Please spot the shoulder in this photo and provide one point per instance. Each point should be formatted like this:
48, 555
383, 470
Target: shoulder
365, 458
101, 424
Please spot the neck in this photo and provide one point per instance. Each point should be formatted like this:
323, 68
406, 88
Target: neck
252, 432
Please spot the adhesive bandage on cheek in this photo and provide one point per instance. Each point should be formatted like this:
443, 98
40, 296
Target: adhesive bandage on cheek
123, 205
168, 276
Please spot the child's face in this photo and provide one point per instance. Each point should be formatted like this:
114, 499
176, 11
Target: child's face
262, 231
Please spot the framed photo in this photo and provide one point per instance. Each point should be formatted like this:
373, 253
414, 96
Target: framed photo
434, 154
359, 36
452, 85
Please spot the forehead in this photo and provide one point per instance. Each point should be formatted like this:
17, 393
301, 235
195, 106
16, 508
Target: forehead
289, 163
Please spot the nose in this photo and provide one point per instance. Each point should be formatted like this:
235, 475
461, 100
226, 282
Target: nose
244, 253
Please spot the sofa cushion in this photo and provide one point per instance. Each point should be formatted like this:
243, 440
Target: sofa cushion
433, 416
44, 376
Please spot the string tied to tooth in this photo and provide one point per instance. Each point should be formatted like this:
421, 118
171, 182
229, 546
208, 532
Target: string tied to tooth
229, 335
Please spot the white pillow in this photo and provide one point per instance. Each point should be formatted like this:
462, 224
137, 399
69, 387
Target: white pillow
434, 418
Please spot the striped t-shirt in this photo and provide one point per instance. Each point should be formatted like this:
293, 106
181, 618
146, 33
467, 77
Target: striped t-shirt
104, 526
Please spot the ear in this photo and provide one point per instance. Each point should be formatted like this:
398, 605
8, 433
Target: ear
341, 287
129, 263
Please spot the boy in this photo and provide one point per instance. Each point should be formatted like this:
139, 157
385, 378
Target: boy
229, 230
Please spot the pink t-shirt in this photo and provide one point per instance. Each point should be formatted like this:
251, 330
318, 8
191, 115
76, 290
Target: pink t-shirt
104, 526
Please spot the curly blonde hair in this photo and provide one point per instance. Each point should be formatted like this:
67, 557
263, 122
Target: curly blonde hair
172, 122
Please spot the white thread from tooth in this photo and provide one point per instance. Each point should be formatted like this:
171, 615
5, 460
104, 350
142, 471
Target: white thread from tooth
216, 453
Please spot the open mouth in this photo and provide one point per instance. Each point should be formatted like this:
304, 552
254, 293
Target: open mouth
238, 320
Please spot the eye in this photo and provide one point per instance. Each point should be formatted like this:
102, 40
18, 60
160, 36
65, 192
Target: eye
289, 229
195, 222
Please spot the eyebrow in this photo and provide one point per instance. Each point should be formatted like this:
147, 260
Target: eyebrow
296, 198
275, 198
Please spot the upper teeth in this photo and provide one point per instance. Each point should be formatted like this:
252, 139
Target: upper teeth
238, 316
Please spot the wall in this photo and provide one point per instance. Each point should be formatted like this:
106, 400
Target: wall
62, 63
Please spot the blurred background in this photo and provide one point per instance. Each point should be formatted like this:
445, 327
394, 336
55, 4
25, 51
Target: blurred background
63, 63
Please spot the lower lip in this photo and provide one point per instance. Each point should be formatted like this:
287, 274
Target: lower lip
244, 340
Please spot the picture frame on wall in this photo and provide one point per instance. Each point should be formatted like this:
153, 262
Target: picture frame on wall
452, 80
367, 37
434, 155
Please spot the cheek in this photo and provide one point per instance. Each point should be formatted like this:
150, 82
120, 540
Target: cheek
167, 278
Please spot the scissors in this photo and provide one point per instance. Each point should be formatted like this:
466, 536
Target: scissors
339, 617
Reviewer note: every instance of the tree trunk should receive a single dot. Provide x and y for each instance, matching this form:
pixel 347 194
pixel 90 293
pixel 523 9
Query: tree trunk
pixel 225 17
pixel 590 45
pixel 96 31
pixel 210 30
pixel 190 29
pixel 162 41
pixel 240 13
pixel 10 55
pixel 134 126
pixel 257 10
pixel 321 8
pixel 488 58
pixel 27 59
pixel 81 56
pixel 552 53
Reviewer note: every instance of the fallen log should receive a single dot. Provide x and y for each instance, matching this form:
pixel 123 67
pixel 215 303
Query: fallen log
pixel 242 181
☆ ☆ ☆ ☆
* **Challenge**
Output an exact copy of the lines beginning at the one that holds "Please spot the eyebrow" and running through the final line of the records.

* **Response to this task**
Please spot the eyebrow in this photo and provide one point per instance. Each point should be formatted like this:
147, 260
Target: eyebrow
296, 198
275, 198
Please spot the upper teeth in this photo and provide one point per instance. Each point should be formatted like this:
252, 139
Target: upper teeth
238, 316
Please spot the wall in this photo and provide one point per instance. Each point should be formatted like this:
106, 400
Target: wall
62, 63
Please spot the blurred background in this photo and provide one point per instance. Each point should be formatted like this:
445, 327
394, 336
55, 4
25, 51
Target: blurred background
63, 63
Please spot the lower lip in this photo and provide one point per instance. Each point should be formatted like this:
287, 274
Target: lower lip
244, 340
Please spot the picture frame on wall in this photo and provide one point per instance. Each point should be formatted like this:
153, 262
Target: picture frame on wall
452, 80
367, 37
434, 155
Please spot the cheek in this photo and provide one point per instance. Each point should be formatted like this:
150, 82
120, 540
Target: cheek
167, 278
Please spot the scissors in this photo and provide one point per instance. Each point should be formatted like this:
466, 536
Target: scissors
339, 617
Reviewer note: every instance of the tree trunk should receive a single dot. Provide x and y for each instance, matching this form:
pixel 347 194
pixel 90 293
pixel 523 9
Query: tree trunk
pixel 225 17
pixel 590 45
pixel 96 31
pixel 210 30
pixel 190 29
pixel 162 41
pixel 240 13
pixel 10 55
pixel 134 126
pixel 257 10
pixel 321 8
pixel 488 58
pixel 27 59
pixel 81 56
pixel 552 53
Reviewer note: every instance of the fallen log should receive a single dot. Provide x and y for each instance, matching this form:
pixel 123 67
pixel 215 303
Query: fallen log
pixel 242 181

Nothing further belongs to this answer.